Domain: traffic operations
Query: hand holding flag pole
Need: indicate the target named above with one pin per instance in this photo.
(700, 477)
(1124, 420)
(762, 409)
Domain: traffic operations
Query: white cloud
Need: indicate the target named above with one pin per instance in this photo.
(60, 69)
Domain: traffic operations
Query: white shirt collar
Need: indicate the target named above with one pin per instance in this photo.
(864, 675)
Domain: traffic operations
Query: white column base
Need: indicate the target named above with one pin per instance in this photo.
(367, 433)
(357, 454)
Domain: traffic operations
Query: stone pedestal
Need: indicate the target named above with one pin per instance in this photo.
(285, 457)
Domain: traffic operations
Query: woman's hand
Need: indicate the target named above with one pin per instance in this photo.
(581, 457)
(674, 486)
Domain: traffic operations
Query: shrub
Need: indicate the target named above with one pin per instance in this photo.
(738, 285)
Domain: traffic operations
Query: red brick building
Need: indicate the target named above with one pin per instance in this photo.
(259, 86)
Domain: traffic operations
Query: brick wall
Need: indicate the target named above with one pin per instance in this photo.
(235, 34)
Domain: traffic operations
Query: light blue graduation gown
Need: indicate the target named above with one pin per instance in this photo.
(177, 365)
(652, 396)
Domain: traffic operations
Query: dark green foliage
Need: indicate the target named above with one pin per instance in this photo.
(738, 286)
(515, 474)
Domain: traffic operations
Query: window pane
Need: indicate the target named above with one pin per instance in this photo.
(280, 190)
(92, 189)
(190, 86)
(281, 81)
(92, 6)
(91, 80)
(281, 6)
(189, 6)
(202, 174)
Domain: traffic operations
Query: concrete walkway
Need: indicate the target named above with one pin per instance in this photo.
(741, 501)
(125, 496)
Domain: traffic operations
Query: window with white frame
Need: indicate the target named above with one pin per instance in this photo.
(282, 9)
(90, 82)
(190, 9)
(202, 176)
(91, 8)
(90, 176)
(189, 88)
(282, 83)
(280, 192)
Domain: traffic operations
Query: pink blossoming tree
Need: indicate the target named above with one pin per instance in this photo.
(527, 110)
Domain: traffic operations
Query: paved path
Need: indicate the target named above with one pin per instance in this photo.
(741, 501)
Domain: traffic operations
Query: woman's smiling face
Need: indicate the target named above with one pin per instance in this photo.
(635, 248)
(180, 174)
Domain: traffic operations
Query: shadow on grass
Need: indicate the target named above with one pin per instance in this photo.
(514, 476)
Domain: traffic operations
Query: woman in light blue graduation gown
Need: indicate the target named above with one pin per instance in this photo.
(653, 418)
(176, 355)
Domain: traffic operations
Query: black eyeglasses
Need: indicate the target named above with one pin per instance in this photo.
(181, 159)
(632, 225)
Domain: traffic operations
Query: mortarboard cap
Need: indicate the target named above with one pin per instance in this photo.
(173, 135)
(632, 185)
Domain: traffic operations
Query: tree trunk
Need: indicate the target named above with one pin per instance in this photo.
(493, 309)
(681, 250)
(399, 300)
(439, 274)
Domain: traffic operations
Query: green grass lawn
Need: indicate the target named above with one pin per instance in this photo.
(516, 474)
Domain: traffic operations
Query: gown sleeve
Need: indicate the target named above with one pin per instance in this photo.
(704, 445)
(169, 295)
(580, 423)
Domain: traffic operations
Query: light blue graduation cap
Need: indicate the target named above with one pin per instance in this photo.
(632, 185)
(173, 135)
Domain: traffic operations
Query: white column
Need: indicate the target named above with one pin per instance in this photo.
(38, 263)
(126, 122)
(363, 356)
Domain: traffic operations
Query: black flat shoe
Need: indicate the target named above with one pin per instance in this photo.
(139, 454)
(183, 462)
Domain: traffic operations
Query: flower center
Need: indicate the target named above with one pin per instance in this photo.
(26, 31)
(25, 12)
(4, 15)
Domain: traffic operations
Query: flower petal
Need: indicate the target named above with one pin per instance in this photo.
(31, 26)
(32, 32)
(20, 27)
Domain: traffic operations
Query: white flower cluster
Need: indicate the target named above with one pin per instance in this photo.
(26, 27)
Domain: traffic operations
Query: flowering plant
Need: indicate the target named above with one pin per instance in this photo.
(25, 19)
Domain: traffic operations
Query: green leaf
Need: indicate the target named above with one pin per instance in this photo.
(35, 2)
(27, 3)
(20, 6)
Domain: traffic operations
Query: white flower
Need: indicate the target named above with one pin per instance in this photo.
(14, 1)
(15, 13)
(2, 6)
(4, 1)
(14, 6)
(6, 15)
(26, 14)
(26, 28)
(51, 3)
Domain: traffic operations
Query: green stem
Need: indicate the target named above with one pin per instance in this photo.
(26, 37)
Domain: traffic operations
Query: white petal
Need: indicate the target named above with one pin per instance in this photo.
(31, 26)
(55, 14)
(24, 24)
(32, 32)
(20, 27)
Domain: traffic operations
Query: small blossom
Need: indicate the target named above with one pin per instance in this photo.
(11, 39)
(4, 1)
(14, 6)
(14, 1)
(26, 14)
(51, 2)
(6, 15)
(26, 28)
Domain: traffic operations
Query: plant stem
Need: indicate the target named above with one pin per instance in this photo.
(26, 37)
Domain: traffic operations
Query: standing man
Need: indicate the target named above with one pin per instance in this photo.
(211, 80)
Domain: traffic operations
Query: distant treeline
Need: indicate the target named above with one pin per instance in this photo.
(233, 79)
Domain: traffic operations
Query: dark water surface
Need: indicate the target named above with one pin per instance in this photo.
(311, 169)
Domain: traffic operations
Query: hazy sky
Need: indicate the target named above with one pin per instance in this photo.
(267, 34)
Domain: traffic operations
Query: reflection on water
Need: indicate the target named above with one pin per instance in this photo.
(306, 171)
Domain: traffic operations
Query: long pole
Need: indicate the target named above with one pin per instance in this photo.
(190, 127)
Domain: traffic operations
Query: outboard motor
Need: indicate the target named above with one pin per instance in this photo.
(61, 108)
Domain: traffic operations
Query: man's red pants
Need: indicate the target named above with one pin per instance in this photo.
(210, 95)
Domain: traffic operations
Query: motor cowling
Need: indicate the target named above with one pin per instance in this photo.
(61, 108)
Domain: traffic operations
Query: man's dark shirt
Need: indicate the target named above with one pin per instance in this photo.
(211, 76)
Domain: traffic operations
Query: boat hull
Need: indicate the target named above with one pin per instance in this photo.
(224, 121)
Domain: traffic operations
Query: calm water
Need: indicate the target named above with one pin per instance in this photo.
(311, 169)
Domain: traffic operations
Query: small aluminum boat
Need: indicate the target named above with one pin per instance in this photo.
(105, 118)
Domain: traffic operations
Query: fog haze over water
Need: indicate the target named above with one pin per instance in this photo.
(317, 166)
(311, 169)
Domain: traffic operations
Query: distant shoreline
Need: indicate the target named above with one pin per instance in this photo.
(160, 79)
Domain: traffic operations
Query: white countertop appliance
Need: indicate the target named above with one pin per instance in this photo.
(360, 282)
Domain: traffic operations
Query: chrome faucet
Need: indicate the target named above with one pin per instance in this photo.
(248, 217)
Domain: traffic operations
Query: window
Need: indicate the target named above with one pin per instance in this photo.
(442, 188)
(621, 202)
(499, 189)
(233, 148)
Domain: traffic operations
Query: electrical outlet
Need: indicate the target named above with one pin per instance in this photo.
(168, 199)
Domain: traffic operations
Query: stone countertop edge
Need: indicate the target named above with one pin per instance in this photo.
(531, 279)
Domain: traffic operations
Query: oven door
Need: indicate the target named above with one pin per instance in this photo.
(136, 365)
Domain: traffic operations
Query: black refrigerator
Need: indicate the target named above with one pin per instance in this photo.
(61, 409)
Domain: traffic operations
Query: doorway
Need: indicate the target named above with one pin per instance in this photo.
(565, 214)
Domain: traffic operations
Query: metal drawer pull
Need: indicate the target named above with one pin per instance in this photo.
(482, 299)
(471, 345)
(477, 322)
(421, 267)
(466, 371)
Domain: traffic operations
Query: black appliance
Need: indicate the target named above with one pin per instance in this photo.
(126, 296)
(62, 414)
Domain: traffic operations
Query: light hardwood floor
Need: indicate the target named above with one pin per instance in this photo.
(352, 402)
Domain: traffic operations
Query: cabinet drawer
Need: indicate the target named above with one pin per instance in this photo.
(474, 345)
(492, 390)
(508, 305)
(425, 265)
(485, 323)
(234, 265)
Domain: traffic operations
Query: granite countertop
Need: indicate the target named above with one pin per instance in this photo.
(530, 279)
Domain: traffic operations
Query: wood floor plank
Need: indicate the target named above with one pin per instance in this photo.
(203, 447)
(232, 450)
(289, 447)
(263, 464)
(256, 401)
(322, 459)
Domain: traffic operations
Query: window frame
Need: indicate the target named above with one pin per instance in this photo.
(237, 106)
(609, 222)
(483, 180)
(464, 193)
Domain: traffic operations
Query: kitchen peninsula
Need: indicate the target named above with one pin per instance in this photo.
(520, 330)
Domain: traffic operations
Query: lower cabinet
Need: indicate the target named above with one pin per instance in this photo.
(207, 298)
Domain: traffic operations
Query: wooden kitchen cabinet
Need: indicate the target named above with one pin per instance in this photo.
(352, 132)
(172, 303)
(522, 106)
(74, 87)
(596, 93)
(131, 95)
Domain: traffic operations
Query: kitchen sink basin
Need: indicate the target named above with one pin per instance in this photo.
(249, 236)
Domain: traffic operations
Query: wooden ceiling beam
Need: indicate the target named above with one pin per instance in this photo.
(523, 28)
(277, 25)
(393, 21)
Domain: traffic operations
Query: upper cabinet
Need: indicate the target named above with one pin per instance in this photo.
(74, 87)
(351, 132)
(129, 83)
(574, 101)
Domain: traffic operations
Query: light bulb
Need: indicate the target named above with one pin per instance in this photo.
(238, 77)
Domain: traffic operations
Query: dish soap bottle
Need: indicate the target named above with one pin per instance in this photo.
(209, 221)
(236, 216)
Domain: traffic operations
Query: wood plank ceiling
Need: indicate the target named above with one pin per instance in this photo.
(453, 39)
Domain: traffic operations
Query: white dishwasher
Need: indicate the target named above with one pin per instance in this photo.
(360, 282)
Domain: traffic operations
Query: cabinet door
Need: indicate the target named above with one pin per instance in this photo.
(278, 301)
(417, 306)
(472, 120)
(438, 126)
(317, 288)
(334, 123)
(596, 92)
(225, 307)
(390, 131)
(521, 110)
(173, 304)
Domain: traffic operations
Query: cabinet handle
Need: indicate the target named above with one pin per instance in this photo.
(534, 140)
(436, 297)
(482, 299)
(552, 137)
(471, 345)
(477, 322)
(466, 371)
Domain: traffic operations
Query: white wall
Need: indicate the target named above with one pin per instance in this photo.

» **Prompt**
Count the lines in the listing above that contain the word "ceiling", treating uppercase and lowercase as different, and give only the number.

» **The response**
2